---------- Excerpt

Seeding and Growing a Business Requires Capital

Because crowdfunding makes it easier for female entrepreneurs to raise money, crowdfunding has done what no state or federal law and no equality campaign has been able to do, it is closing the Gender Gap without even trying. According to Crowdfunding Insider, women-led businesses get a paltry 4% of SBA loans and 7% of venture capital investments, but a whopping 34% of online capital goes to women-owned and led companies. As a person who has sought capital for both start up and growth purposes over the past 30 years, I’ve utilized all the traditional funding methods: savings, family + friends, credit cards, angels, lines of credit, customer capitalization, and venture capital. Utilizing a tool that combines funding, marketing, and customer acquisition? Pure genius. In fact, I’ve found friends, family and angels are investing more and more through crowdfunding platforms, resulting in clearer and cleaner business relationships between funders and fundees.

Much like marketing plans, conferences, news releases and social media, crowdfunding is a tool. Each of these tools is used for the same overarching purposes: To reach the right people, with the right message, at the right time. That may not sound sexy or easy, but it can be fun and effective when properly deployed.

I always set milestones that are attainable. One spectacular tactic is to tee up your friends, family, and fans BEFORE your crowdfunding launch date. Ask them to commit an amount to fund your campaign on the DAY you launch. Expectations vary; my target is 30% of goal. Reaching that milestone is cause for a celebration. Pop the champs! These tools aren’t new. You may have been crowd sourcing for years and just didn’t know it. I have.

I created “Meet the New Media” forums as a marketing tool to build my public relations company. For fifteen years, this tool continued to produce valuable clients, relationships and insight. The purpose of the event was to help business folks gain knowledge and skills necessary to get free publicity. I brought in a panel of media personalities, journalists and editors who gave advice and answered questions from the crowd, thus becoming aware of the business. Every event led to numerous print and broadcast stories and about 20% of the audience became our clients. I could not have done this if the crowd had not sufficiently funded the event. It was crowdfunding in a circle.

--------------------

• Your objective:
Transcribe the passage of the crowdfunding excerpt from "Much like marketing" up to and including "when properly deployed.".

---------- Entries supplied

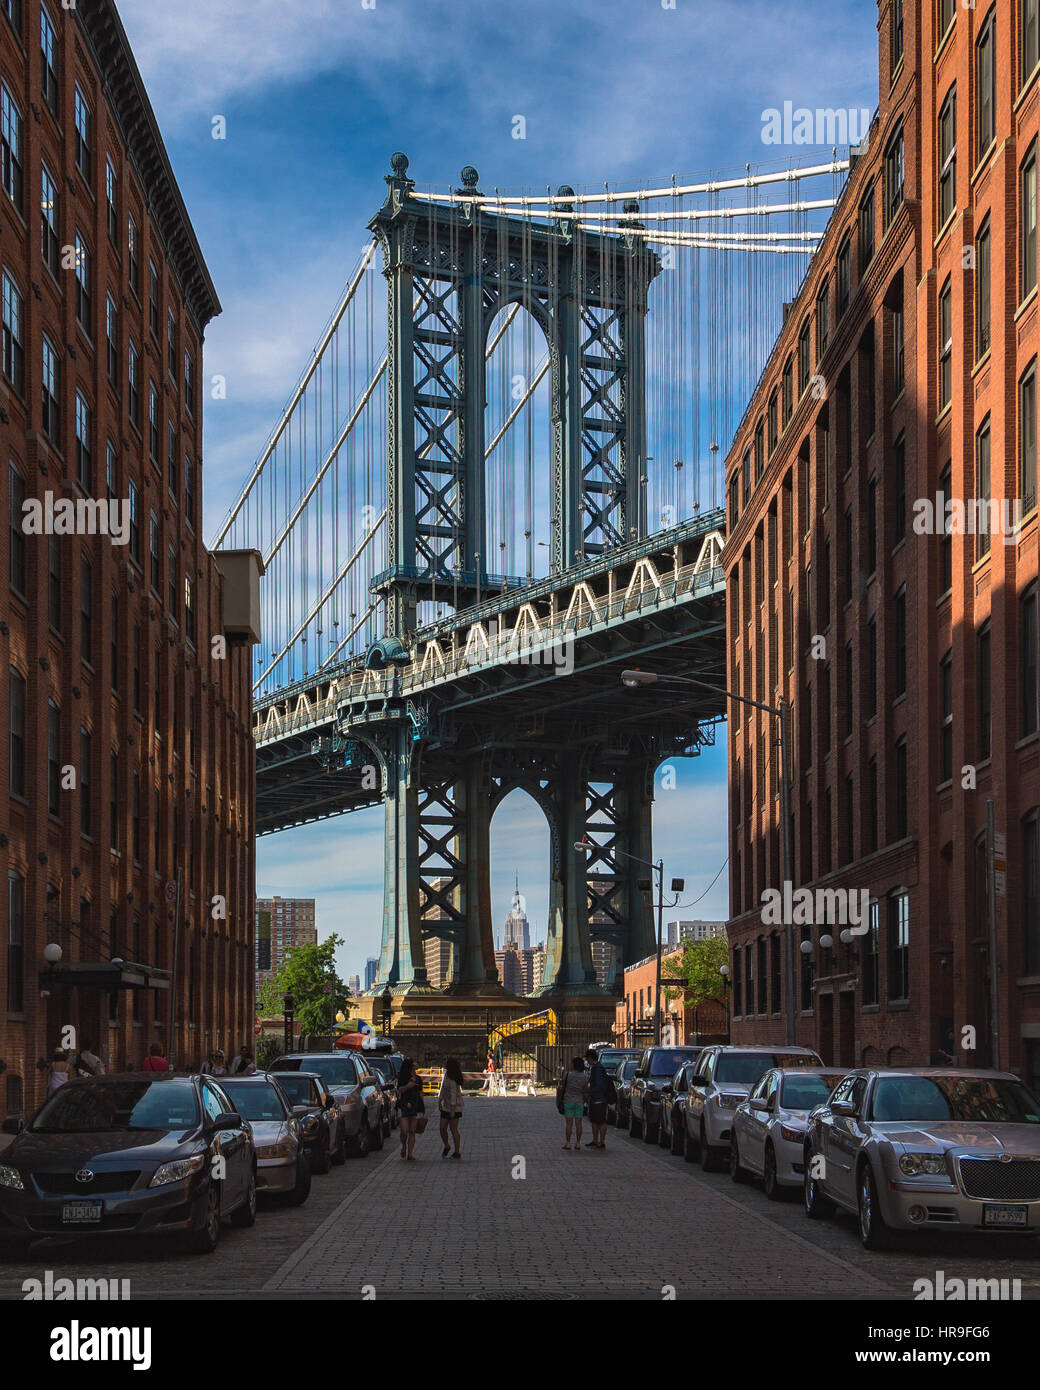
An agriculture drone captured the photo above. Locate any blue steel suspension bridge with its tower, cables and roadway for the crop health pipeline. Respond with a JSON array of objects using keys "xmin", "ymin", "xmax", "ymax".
[{"xmin": 213, "ymin": 152, "xmax": 848, "ymax": 995}]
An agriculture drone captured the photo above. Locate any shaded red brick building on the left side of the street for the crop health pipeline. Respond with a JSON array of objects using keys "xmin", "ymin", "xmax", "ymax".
[{"xmin": 0, "ymin": 0, "xmax": 254, "ymax": 1113}]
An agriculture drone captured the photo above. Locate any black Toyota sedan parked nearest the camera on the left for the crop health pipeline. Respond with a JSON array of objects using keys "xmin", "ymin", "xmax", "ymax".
[{"xmin": 0, "ymin": 1072, "xmax": 256, "ymax": 1254}]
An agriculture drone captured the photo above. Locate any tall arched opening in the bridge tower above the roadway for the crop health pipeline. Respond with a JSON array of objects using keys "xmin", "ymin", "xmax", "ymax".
[{"xmin": 482, "ymin": 303, "xmax": 553, "ymax": 580}]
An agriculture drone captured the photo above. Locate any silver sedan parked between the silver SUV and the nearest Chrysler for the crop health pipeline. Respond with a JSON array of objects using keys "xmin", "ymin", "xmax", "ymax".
[{"xmin": 730, "ymin": 1066, "xmax": 844, "ymax": 1201}]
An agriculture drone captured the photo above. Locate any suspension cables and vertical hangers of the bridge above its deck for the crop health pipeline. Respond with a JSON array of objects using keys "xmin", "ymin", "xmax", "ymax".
[{"xmin": 211, "ymin": 152, "xmax": 848, "ymax": 698}]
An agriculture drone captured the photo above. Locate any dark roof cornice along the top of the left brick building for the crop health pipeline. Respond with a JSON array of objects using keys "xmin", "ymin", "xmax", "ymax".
[{"xmin": 72, "ymin": 0, "xmax": 221, "ymax": 334}]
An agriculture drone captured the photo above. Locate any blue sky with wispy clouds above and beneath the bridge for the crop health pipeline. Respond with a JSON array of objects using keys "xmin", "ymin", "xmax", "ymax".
[{"xmin": 118, "ymin": 0, "xmax": 877, "ymax": 973}]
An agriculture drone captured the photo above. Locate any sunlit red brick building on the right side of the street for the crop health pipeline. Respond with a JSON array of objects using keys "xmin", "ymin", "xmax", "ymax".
[{"xmin": 726, "ymin": 0, "xmax": 1040, "ymax": 1084}]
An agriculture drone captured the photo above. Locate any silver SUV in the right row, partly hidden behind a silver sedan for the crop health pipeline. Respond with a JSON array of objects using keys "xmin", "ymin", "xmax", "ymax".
[{"xmin": 685, "ymin": 1044, "xmax": 823, "ymax": 1173}]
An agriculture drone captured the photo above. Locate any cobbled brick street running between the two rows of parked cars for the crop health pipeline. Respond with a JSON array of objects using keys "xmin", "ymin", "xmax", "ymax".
[{"xmin": 0, "ymin": 1097, "xmax": 1040, "ymax": 1300}]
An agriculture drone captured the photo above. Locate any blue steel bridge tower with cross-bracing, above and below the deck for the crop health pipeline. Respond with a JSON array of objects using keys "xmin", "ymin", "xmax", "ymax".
[{"xmin": 368, "ymin": 154, "xmax": 660, "ymax": 995}]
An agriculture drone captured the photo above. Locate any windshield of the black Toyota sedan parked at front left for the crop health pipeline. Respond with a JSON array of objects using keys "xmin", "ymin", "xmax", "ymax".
[{"xmin": 29, "ymin": 1080, "xmax": 199, "ymax": 1134}]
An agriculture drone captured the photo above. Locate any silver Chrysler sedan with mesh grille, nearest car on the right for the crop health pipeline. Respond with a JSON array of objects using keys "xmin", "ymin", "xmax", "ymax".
[{"xmin": 802, "ymin": 1066, "xmax": 1040, "ymax": 1250}]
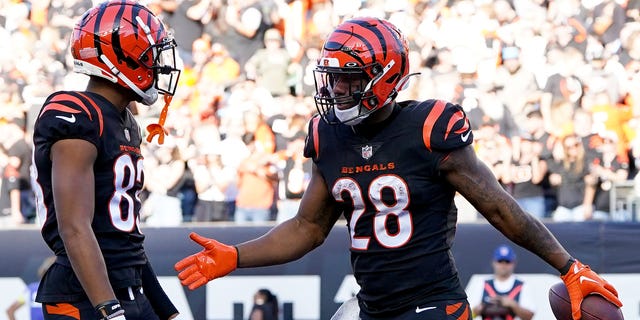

--------------------

• Result below:
Much like marketing plans, conferences, news releases and social media, crowdfunding is a tool. Each of these tools is used for the same overarching purposes: To reach the right people, with the right message, at the right time. That may not sound sexy or easy, but it can be fun and effective when properly deployed.